(MATERIAL SHOWN Opens)
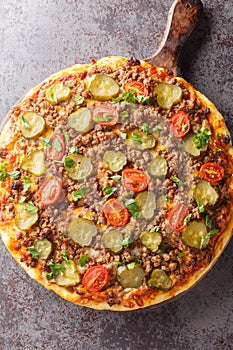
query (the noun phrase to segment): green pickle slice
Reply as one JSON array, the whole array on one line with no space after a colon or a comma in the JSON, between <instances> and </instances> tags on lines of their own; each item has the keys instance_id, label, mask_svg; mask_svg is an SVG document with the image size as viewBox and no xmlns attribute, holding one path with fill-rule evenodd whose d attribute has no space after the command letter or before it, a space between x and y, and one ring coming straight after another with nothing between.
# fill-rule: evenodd
<instances>
[{"instance_id":1,"label":"green pickle slice","mask_svg":"<svg viewBox=\"0 0 233 350\"><path fill-rule=\"evenodd\" d=\"M35 176L44 174L46 172L44 152L42 150L35 150L29 153L22 160L21 168Z\"/></svg>"},{"instance_id":2,"label":"green pickle slice","mask_svg":"<svg viewBox=\"0 0 233 350\"><path fill-rule=\"evenodd\" d=\"M120 87L114 79L107 74L96 74L91 81L89 91L97 100L107 101L112 97L116 97L119 93Z\"/></svg>"},{"instance_id":3,"label":"green pickle slice","mask_svg":"<svg viewBox=\"0 0 233 350\"><path fill-rule=\"evenodd\" d=\"M133 269L126 269L119 273L119 282L125 288L139 288L142 285L142 280L145 276L145 271L140 265L136 265Z\"/></svg>"},{"instance_id":4,"label":"green pickle slice","mask_svg":"<svg viewBox=\"0 0 233 350\"><path fill-rule=\"evenodd\" d=\"M156 197L153 192L144 191L135 198L144 219L150 220L156 209Z\"/></svg>"},{"instance_id":5,"label":"green pickle slice","mask_svg":"<svg viewBox=\"0 0 233 350\"><path fill-rule=\"evenodd\" d=\"M123 152L106 151L103 161L108 163L108 167L113 172L118 172L123 169L127 163L126 155Z\"/></svg>"},{"instance_id":6,"label":"green pickle slice","mask_svg":"<svg viewBox=\"0 0 233 350\"><path fill-rule=\"evenodd\" d=\"M105 248L110 249L113 253L120 253L122 250L123 236L120 231L114 230L105 232L102 236L102 242Z\"/></svg>"},{"instance_id":7,"label":"green pickle slice","mask_svg":"<svg viewBox=\"0 0 233 350\"><path fill-rule=\"evenodd\" d=\"M156 157L147 166L151 176L165 176L167 174L167 161L165 158Z\"/></svg>"},{"instance_id":8,"label":"green pickle slice","mask_svg":"<svg viewBox=\"0 0 233 350\"><path fill-rule=\"evenodd\" d=\"M38 258L41 260L47 259L52 252L52 243L47 238L36 241L34 247L39 254Z\"/></svg>"},{"instance_id":9,"label":"green pickle slice","mask_svg":"<svg viewBox=\"0 0 233 350\"><path fill-rule=\"evenodd\" d=\"M208 181L200 180L194 189L194 198L198 199L201 205L214 205L218 199L218 193Z\"/></svg>"},{"instance_id":10,"label":"green pickle slice","mask_svg":"<svg viewBox=\"0 0 233 350\"><path fill-rule=\"evenodd\" d=\"M159 107L163 109L171 108L182 99L181 87L173 84L159 83L155 87L154 93L157 95Z\"/></svg>"},{"instance_id":11,"label":"green pickle slice","mask_svg":"<svg viewBox=\"0 0 233 350\"><path fill-rule=\"evenodd\" d=\"M157 252L162 243L162 235L159 232L142 232L140 235L142 244L150 249L153 253Z\"/></svg>"},{"instance_id":12,"label":"green pickle slice","mask_svg":"<svg viewBox=\"0 0 233 350\"><path fill-rule=\"evenodd\" d=\"M52 105L56 105L61 101L66 101L71 95L71 90L64 83L59 82L53 84L46 91L46 100Z\"/></svg>"},{"instance_id":13,"label":"green pickle slice","mask_svg":"<svg viewBox=\"0 0 233 350\"><path fill-rule=\"evenodd\" d=\"M34 225L38 218L38 212L32 212L29 203L17 203L15 205L15 225L20 230L28 230Z\"/></svg>"},{"instance_id":14,"label":"green pickle slice","mask_svg":"<svg viewBox=\"0 0 233 350\"><path fill-rule=\"evenodd\" d=\"M151 134L136 129L130 133L129 145L138 150L151 149L155 146L155 138Z\"/></svg>"},{"instance_id":15,"label":"green pickle slice","mask_svg":"<svg viewBox=\"0 0 233 350\"><path fill-rule=\"evenodd\" d=\"M150 275L148 286L150 288L168 290L172 286L172 279L166 274L165 271L155 269Z\"/></svg>"},{"instance_id":16,"label":"green pickle slice","mask_svg":"<svg viewBox=\"0 0 233 350\"><path fill-rule=\"evenodd\" d=\"M35 112L25 112L20 118L20 131L26 139L40 136L45 130L44 118Z\"/></svg>"},{"instance_id":17,"label":"green pickle slice","mask_svg":"<svg viewBox=\"0 0 233 350\"><path fill-rule=\"evenodd\" d=\"M91 160L81 154L69 154L64 159L64 166L73 180L84 180L93 170Z\"/></svg>"},{"instance_id":18,"label":"green pickle slice","mask_svg":"<svg viewBox=\"0 0 233 350\"><path fill-rule=\"evenodd\" d=\"M89 219L74 219L68 225L68 236L81 247L90 246L96 234L97 227L94 222Z\"/></svg>"},{"instance_id":19,"label":"green pickle slice","mask_svg":"<svg viewBox=\"0 0 233 350\"><path fill-rule=\"evenodd\" d=\"M90 109L83 107L71 113L67 124L78 132L85 133L92 129L92 116Z\"/></svg>"},{"instance_id":20,"label":"green pickle slice","mask_svg":"<svg viewBox=\"0 0 233 350\"><path fill-rule=\"evenodd\" d=\"M74 261L69 260L69 264L63 261L64 272L59 271L55 277L55 282L58 286L71 287L81 282L81 277L78 271L78 267Z\"/></svg>"},{"instance_id":21,"label":"green pickle slice","mask_svg":"<svg viewBox=\"0 0 233 350\"><path fill-rule=\"evenodd\" d=\"M208 244L209 240L205 240L204 246L202 245L202 241L206 235L207 229L205 224L199 221L192 221L182 232L181 238L187 246L201 249L201 246L204 248Z\"/></svg>"}]
</instances>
(MATERIAL SHOWN Closes)
Each line from the first line of the records through the line containing "Reply as one" must be reproduced exactly, with both ends included and all pictures omitted; nothing else belongs in the answer.

* OUTPUT OF THE EXERCISE:
query (the noun phrase to segment): green pickle slice
Reply as one JSON array, the whole array on one line with no space after a colon or a comma in the JSON, between <instances> and </instances> tags on lines of their own; each item has the keys instance_id, label, mask_svg; mask_svg is an SVG document with the image size as viewBox and no xmlns attribute, holding one path with fill-rule evenodd whose d attribute has no space after the command letter or before it, a space between x and y, and one ring coming straight after another with nothing between.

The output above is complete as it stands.